STORED RECORDS -
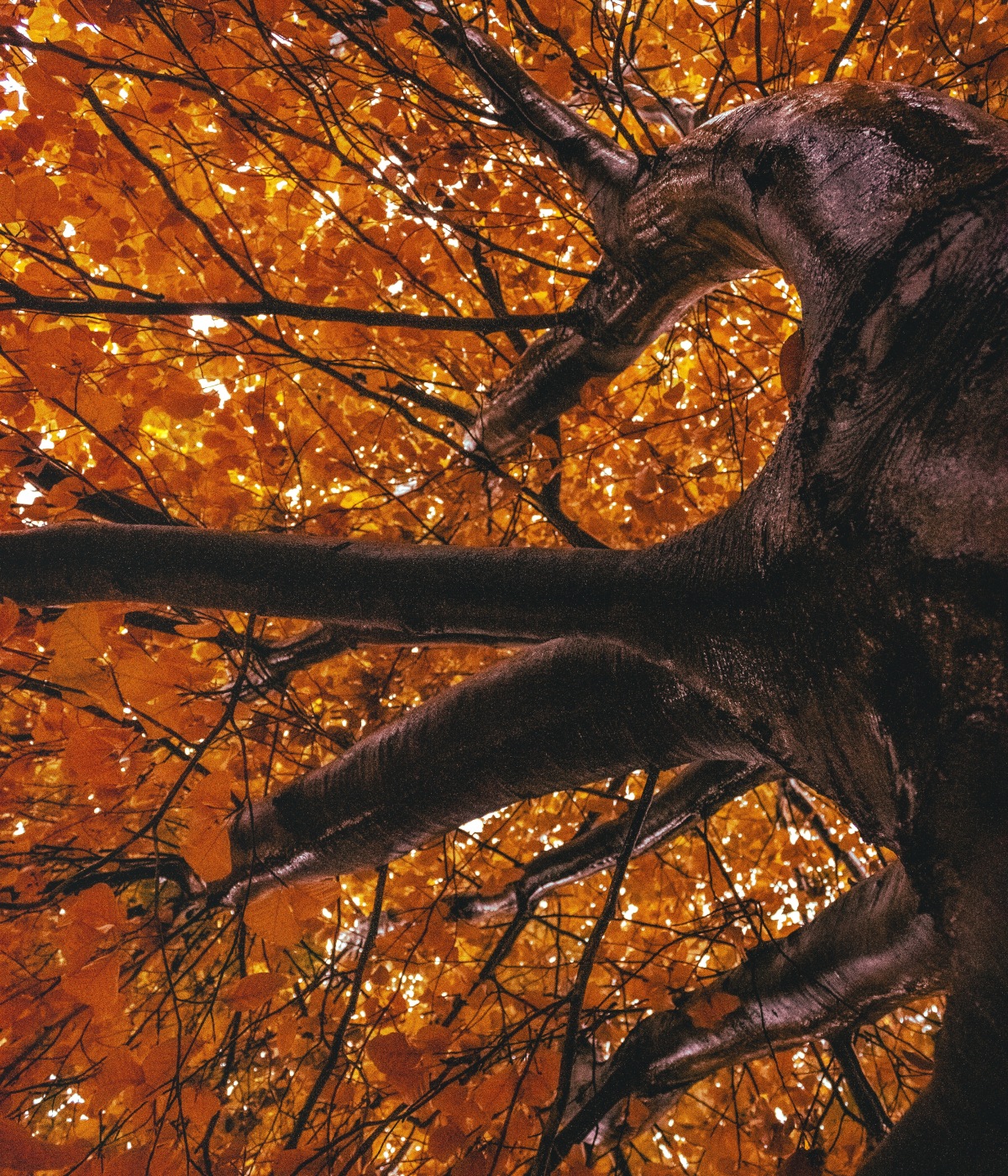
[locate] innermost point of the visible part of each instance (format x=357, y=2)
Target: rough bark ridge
x=845, y=621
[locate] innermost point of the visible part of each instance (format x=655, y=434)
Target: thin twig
x=545, y=1158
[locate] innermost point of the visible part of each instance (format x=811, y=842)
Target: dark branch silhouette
x=843, y=622
x=869, y=952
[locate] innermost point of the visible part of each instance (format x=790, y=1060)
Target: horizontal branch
x=564, y=714
x=869, y=952
x=229, y=312
x=396, y=591
x=696, y=793
x=596, y=165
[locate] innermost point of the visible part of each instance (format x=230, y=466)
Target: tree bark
x=696, y=793
x=869, y=952
x=846, y=621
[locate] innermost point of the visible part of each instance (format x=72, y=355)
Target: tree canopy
x=265, y=267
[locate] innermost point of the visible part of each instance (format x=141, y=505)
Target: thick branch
x=390, y=590
x=698, y=791
x=596, y=166
x=564, y=714
x=780, y=182
x=869, y=953
x=88, y=307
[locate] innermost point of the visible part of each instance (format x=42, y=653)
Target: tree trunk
x=845, y=621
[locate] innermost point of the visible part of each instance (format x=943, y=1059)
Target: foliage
x=276, y=153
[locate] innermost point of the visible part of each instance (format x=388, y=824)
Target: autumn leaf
x=708, y=1011
x=400, y=1062
x=9, y=615
x=804, y=1163
x=97, y=984
x=272, y=916
x=253, y=990
x=25, y=1152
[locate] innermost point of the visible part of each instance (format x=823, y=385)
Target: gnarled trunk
x=845, y=621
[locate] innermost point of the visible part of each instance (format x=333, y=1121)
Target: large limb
x=696, y=793
x=564, y=714
x=869, y=952
x=386, y=591
x=596, y=165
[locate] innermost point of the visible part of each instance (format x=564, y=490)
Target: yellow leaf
x=708, y=1011
x=253, y=990
x=9, y=615
x=206, y=844
x=25, y=1152
x=272, y=916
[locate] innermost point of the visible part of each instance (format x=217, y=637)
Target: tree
x=197, y=202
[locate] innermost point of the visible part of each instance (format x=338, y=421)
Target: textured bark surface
x=698, y=791
x=867, y=953
x=845, y=621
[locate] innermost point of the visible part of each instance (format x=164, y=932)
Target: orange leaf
x=708, y=1011
x=206, y=847
x=444, y=1141
x=792, y=359
x=273, y=919
x=97, y=984
x=253, y=990
x=9, y=615
x=25, y=1152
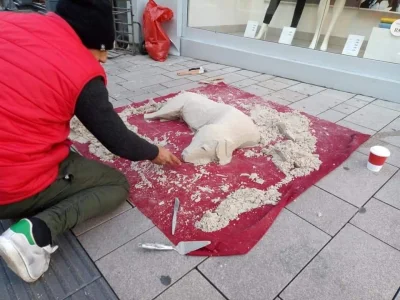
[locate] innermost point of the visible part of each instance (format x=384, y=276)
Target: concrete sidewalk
x=340, y=240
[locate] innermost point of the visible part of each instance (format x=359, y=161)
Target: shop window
x=362, y=28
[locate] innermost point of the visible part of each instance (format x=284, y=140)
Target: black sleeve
x=97, y=114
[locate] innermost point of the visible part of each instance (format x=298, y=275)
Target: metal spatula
x=182, y=248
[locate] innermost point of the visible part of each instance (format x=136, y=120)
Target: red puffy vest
x=43, y=68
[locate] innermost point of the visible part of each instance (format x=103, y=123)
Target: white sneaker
x=21, y=253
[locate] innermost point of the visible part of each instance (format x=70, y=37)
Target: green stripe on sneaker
x=24, y=227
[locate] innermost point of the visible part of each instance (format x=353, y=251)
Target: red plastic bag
x=157, y=42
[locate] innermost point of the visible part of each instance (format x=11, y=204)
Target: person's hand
x=166, y=158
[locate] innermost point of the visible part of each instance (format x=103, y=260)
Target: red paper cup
x=377, y=158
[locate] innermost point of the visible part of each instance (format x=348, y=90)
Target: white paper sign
x=395, y=28
x=251, y=29
x=287, y=35
x=353, y=45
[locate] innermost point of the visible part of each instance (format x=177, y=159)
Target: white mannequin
x=323, y=9
x=262, y=34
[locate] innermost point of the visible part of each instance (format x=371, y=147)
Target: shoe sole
x=14, y=260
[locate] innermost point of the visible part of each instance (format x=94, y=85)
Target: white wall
x=234, y=12
x=173, y=28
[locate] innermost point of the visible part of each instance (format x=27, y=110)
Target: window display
x=350, y=27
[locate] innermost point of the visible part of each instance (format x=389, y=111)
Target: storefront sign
x=251, y=29
x=395, y=28
x=353, y=45
x=287, y=35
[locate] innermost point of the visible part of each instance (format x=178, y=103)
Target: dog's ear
x=224, y=151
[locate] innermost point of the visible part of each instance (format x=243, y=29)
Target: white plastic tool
x=175, y=215
x=182, y=248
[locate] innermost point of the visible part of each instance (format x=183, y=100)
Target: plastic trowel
x=182, y=248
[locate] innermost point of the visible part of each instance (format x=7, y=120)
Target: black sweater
x=97, y=114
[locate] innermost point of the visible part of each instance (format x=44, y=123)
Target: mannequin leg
x=272, y=7
x=298, y=12
x=323, y=9
x=337, y=10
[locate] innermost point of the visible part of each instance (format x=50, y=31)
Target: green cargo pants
x=84, y=189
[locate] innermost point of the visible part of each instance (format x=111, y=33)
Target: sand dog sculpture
x=219, y=128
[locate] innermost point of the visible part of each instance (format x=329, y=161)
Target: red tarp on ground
x=335, y=144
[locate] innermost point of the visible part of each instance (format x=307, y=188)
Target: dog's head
x=210, y=143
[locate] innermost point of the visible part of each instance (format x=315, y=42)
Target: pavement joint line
x=100, y=258
x=81, y=287
x=309, y=262
x=307, y=222
x=375, y=237
x=212, y=283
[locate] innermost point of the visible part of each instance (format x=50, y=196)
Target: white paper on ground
x=251, y=29
x=395, y=28
x=382, y=45
x=353, y=45
x=287, y=35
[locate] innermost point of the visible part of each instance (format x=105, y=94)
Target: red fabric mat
x=155, y=199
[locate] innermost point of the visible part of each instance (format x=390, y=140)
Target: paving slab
x=393, y=159
x=143, y=97
x=172, y=67
x=174, y=74
x=390, y=193
x=117, y=91
x=273, y=85
x=231, y=78
x=263, y=77
x=140, y=82
x=289, y=82
x=391, y=133
x=121, y=103
x=287, y=247
x=194, y=287
x=92, y=223
x=176, y=82
x=248, y=73
x=380, y=220
x=70, y=270
x=244, y=83
x=257, y=90
x=306, y=89
x=316, y=104
x=216, y=73
x=387, y=104
x=178, y=89
x=288, y=95
x=142, y=73
x=231, y=69
x=111, y=235
x=276, y=100
x=323, y=210
x=135, y=273
x=354, y=265
x=113, y=79
x=356, y=127
x=213, y=67
x=136, y=68
x=345, y=108
x=332, y=115
x=353, y=182
x=97, y=290
x=343, y=96
x=373, y=116
x=356, y=102
x=197, y=77
x=365, y=98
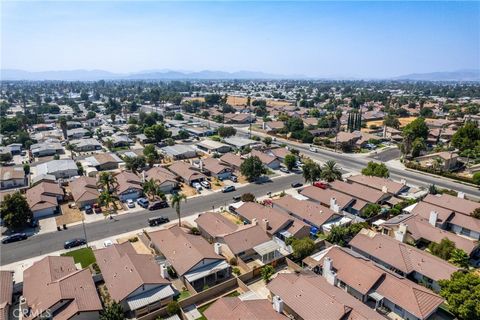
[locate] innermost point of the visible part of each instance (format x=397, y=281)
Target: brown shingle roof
x=402, y=256
x=236, y=309
x=53, y=279
x=181, y=249
x=124, y=270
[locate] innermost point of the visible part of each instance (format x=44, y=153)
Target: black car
x=74, y=243
x=14, y=238
x=156, y=221
x=158, y=205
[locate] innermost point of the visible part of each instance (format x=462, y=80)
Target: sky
x=317, y=39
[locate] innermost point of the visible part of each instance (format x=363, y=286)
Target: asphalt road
x=50, y=242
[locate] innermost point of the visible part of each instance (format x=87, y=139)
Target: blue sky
x=334, y=39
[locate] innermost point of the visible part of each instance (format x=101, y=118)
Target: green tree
x=15, y=211
x=462, y=294
x=176, y=202
x=290, y=161
x=113, y=311
x=252, y=168
x=267, y=272
x=226, y=132
x=330, y=171
x=376, y=169
x=311, y=171
x=302, y=248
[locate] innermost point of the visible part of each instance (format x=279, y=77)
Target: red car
x=320, y=184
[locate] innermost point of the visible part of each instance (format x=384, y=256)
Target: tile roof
x=53, y=279
x=311, y=297
x=182, y=250
x=124, y=270
x=307, y=210
x=235, y=309
x=402, y=256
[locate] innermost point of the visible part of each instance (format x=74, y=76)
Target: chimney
x=334, y=205
x=328, y=273
x=164, y=271
x=433, y=218
x=265, y=224
x=401, y=233
x=277, y=304
x=217, y=247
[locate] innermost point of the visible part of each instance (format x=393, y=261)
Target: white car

OBJECTIVE - Rewrite the records starting at the line containing "(format x=243, y=29)" and ending at the line containing "x=210, y=143", swapping "red tarp" for "blue tarp" and leaving everything else unchanged.

COMPLETE OUTPUT -
[locate] innermost point of the visible part of each instance (format x=243, y=29)
Target: white plastic tool
x=175, y=215
x=182, y=248
[locate] innermost point of the visible part of each instance (format x=183, y=100)
Target: plastic trowel
x=182, y=248
[locate] innermost point of the visible part of each instance (format x=7, y=120)
Target: black sweater
x=97, y=114
[locate] innermost point of the visible part of each instance (format x=44, y=123)
Target: mannequin leg
x=272, y=7
x=298, y=12
x=323, y=9
x=337, y=10
[locate] innermost point of the visible part of each instance (format x=50, y=31)
Target: green cargo pants
x=84, y=189
[locate] innermost point of the visible part of each instance (format x=111, y=33)
Target: sand dog sculpture
x=219, y=128
[locate] innermost point of the visible part of each instance (format x=329, y=161)
Target: blue tarp on ground
x=335, y=144
[locate] innermost point of the visible part of each instance (format x=307, y=188)
Target: dog's head
x=210, y=143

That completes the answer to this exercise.